### Instructions for the task:
When the string "white" is part of a line below, that line should be copied.

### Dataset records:
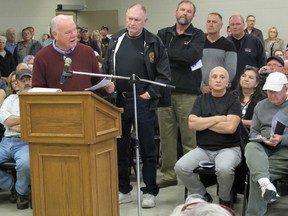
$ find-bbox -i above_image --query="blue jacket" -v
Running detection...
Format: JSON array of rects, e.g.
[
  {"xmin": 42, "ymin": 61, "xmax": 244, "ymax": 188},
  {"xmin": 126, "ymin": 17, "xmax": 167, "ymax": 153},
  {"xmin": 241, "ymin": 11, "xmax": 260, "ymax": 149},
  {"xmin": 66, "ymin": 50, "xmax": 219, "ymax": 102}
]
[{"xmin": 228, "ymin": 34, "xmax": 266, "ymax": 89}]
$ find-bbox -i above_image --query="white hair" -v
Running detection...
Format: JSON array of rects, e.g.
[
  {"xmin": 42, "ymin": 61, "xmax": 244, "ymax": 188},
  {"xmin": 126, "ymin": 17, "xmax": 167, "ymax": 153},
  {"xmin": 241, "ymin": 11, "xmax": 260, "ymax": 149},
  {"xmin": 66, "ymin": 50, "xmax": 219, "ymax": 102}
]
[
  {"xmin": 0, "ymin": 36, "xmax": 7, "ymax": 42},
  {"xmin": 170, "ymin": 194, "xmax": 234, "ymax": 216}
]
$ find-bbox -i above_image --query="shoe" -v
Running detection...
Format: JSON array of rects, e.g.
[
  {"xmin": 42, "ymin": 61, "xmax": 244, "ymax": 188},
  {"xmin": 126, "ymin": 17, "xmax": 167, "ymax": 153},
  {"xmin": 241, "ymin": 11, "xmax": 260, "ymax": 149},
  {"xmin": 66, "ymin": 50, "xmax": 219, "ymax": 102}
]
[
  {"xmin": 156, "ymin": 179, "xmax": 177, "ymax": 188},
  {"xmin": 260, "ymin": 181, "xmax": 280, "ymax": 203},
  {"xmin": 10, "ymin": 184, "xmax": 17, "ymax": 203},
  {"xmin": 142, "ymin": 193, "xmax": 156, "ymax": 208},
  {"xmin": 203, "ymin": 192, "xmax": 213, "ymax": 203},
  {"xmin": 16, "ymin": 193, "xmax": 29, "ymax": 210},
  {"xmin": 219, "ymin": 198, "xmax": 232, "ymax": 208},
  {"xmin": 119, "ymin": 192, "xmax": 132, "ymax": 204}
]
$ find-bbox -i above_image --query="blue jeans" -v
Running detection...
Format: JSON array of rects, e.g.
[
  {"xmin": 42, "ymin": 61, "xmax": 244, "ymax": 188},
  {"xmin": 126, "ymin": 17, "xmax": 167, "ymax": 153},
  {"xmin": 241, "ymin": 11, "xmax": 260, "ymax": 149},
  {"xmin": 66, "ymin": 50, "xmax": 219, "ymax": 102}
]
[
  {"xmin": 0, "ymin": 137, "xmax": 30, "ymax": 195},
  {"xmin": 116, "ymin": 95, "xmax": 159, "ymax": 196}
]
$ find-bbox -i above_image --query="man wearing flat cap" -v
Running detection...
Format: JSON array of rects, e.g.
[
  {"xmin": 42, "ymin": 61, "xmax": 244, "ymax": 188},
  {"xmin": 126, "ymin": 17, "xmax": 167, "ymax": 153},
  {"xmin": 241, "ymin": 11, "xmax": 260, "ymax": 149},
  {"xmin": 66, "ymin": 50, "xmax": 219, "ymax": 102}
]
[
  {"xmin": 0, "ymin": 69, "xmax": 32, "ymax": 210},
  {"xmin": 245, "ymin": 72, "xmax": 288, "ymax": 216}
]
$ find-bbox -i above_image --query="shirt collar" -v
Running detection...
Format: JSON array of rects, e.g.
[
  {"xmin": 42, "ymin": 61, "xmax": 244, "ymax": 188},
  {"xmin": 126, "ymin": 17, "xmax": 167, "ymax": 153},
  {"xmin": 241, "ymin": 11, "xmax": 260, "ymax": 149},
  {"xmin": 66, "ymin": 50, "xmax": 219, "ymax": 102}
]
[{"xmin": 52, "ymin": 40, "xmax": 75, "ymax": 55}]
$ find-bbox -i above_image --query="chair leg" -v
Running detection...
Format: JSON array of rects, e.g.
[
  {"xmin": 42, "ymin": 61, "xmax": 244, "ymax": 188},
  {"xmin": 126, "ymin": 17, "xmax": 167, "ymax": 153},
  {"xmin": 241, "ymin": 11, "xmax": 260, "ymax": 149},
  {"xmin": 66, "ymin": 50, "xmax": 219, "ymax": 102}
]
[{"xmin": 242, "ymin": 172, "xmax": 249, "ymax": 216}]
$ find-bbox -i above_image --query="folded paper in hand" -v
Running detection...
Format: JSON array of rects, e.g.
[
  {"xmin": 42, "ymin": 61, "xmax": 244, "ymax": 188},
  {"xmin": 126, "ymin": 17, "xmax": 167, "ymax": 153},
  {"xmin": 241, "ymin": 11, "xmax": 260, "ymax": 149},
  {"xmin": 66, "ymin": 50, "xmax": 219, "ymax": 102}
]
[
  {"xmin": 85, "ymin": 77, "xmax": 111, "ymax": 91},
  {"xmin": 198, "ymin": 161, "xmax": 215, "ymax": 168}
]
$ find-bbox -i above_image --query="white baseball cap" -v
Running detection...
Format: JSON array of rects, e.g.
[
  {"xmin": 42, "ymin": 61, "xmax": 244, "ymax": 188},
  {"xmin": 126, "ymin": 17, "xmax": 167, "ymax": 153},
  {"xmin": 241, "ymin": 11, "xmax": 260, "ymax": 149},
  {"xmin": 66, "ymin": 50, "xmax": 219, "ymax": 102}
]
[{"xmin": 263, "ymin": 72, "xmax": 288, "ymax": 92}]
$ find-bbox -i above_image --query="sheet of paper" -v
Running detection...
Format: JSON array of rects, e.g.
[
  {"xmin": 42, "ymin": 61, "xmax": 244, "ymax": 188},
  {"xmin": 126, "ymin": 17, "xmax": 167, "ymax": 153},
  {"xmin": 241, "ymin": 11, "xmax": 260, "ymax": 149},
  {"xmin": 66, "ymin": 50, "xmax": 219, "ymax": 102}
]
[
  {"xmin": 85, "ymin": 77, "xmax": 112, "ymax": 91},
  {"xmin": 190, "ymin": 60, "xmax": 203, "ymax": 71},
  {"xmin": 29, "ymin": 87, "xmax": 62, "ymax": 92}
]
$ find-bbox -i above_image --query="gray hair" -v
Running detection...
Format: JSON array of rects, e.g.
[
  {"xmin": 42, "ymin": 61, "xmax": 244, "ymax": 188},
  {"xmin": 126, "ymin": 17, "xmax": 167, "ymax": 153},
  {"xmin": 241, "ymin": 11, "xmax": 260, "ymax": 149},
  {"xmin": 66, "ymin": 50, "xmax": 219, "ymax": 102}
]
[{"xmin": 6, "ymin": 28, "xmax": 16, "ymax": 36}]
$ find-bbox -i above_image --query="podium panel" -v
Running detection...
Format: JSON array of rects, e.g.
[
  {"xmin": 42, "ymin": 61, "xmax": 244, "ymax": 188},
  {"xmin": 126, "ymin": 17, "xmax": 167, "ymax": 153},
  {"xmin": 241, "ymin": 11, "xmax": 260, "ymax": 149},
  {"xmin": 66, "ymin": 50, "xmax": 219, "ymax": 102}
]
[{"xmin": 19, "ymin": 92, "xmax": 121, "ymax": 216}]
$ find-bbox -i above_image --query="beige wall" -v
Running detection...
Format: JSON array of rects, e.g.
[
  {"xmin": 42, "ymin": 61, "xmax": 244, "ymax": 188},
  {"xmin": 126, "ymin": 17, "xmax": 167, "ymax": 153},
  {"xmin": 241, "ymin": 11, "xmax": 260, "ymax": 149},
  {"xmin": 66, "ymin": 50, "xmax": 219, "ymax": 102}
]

### Exercise solution:
$ find-bbox -i above_image --query="white hair" -v
$ find-bbox -i above_image --query="white baseball cap" -v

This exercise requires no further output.